当時は全然注目されていなかった職種ですが、いまは求人もすごい出てますね。
今日はMRからMSLに異動して感じたことを書きたいと思います。
1. MRのメリット/デメリット
2. MSLのメリット/デメリット
3. 思うこと
1. MRのメリット/デメリット
MRのメリットを列挙します。
・成果がわかりやすい。給料に営業の成績が反映される。
・日当がもらえる。
・休みが取りやすい。特に外資系の場合は。
・家族との時間を確保できる。(僕は日本にいたときは仕事人間で結構朝早くから遅くまで病院にいたのでこの限りではありませんでした。)
・新薬が出たときは、活動した分だけの成果が見えやすく、モチベーションに繋がる。
・医院や病院に対しての決め細やかなケアやアフターフォローが出来るため、感謝のお言葉を頂くこともしばしば。医師やスタッフとの人間的なお付き合いも楽しい。
・待ち時間が結構あるので、そういう時は勉強時間が作れる。
・車も勉強時間が作れる。いま思えば、英語を勉強できる最高の環境。
続いてMRのデメリットです。
・訪問規制が年々厳しくなってきていますね。
・医師の中にはMRを下に見る医師もいるため、なにかとこき使われることもあったりなかったり。
・薬価制度が2年毎の改定から1年毎の変更となり、MRに対する人件費に対する圧力が
高まることは必須。つまり、リストラのリスクが増しています。詳しくは下の記事に。
・土日に講演会があると、休日出勤が多くなる。特に大学担当の場合は、全国に医師を講演で連れていくことも多いので、土日出勤が多くなる。平日は営業するゴールデンデイのため営業数字のことを考えると休みも取りづらい。
・接待が基本的にはいまはもう出来ません。5年くらい前から業界で禁止にしています。個人的には医師と多くの情報交換が出来る場として重宝していましたが、時代の流れには逆らえませんね。

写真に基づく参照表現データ

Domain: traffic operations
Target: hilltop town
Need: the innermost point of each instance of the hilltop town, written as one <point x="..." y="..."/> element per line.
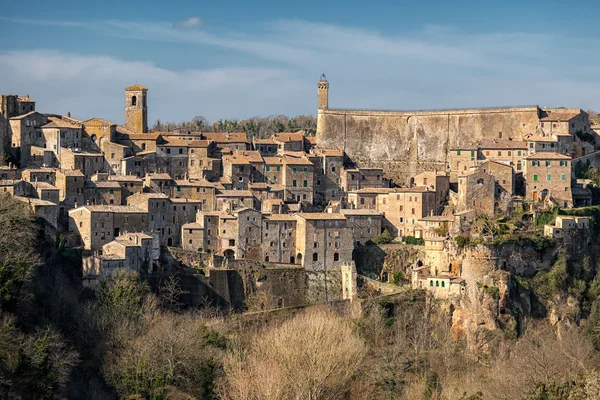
<point x="131" y="198"/>
<point x="441" y="231"/>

> [課題一覧]
A – MRとMSLに関する提示文にある「待ち時間が結構あるので、そういう時は勉強時間が作れる。」という一文を英語に訳してください。
B – 提示文のうち、「今日はMRからMSLに異動して感じたことを書きたいと思います。」と「人間的なお付き合いも楽しい。」の間を、両端の語句も含めて一字一句違えずに書き写してください。

> [解答一覧]
A – There is quite a lot of waiting time, so at such times you can make time to study.

B –
今日はMRからMSLに異動して感じたことを書きたいと思います。
1. MRのメリット/デメリット
2. MSLのメリット/デメリット
3. 思うこと
1. MRのメリット/デメリット
MRのメリットを列挙します。
・成果がわかりやすい。給料に営業の成績が反映される。
・日当がもらえる。
・休みが取りやすい。特に外資系の場合は。
・家族との時間を確保できる。(僕は日本にいたときは仕事人間で結構朝早くから遅くまで病院にいたのでこの限りではありませんでした。)
・新薬が出たときは、活動した分だけの成果が見えやすく、モチベーションに繋がる。
・医院や病院に対しての決め細やかなケアやアフターフォローが出来るため、感謝のお言葉を頂くこともしばしば。医師やスタッフとの人間的なお付き合いも楽しい。